6.3 Term of Options. Subject to the provisions of the Plan with respect to death, retirement and termination of employment or service, the term of each Option shall be for such period as the Committee shall determine as set forth in the applicable Agreement; provided that such term may not exceed ten years. However, if the term of an Option expires when trading in the Common Stock is prohibited by law or the Company's insider trading policy, then the term of such Option shall expire on the 30th day after the expiration of such prohibition.
6.4 Exercise of Options. An Option granted under the Plan shall become (and remain) exercisable during the term of the Option to the extent provided in the applicable Agreement and the Plan and, unless the Agreement otherwise provides, may be exercised to the extent exercisable, in whole or in part, at any time and from time to time during such term; provided, however, that subsequent to the grant of an Option, the Committee, at any time before complete termination of such Option, may accelerate the time or times at which such Option may be exercised in whole or in part (without reducing the term of such Option).
6.5 Manner of Exercise.

▶ **Provided data**:
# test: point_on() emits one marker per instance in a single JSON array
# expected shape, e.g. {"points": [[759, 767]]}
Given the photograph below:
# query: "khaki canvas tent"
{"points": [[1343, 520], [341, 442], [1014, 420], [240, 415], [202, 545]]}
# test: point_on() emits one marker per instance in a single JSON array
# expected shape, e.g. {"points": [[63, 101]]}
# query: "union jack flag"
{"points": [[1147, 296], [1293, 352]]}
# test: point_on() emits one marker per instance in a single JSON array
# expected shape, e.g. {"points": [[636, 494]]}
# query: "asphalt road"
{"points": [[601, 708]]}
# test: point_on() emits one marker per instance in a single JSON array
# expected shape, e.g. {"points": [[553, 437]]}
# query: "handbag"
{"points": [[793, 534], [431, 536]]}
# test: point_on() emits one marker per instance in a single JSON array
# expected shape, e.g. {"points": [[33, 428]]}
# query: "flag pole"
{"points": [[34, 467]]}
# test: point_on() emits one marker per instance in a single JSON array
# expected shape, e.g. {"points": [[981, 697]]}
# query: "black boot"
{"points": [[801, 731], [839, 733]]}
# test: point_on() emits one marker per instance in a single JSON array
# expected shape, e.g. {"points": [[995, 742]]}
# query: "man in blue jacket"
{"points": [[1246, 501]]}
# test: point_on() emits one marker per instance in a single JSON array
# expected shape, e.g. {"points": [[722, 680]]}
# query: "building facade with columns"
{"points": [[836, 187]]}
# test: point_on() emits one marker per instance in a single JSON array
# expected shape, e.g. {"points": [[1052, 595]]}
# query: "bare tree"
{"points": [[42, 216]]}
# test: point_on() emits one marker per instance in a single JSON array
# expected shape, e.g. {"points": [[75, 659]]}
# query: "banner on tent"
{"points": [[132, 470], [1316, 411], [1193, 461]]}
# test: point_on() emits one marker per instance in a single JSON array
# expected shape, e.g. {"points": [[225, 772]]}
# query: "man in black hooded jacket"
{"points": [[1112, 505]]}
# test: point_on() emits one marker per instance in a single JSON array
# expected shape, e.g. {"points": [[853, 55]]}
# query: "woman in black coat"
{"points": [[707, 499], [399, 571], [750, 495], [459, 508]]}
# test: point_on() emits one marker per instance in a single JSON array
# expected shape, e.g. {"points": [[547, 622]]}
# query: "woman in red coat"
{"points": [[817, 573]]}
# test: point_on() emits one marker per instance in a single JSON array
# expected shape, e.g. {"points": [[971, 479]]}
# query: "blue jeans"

▶ **Given problem**: Extract the full stock option provisions word for word, from "6.3 Term of Options" through "6.5 Manner of Exercise." The entries are separate material and aren't part of the stock option provisions.

▶ **Full output**:
6.3 Term of Options. Subject to the provisions of the Plan with respect to death, retirement and termination of employment or service, the term of each Option shall be for such period as the Committee shall determine as set forth in the applicable Agreement; provided that such term may not exceed ten years. However, if the term of an Option expires when trading in the Common Stock is prohibited by law or the Company's insider trading policy, then the term of such Option shall expire on the 30th day after the expiration of such prohibition.
6.4 Exercise of Options. An Option granted under the Plan shall become (and remain) exercisable during the term of the Option to the extent provided in the applicable Agreement and the Plan and, unless the Agreement otherwise provides, may be exercised to the extent exercisable, in whole or in part, at any time and from time to time during such term; provided, however, that subsequent to the grant of an Option, the Committee, at any time before complete termination of such Option, may accelerate the time or times at which such Option may be exercised in whole or in part (without reducing the term of such Option).
6.5 Manner of Exercise.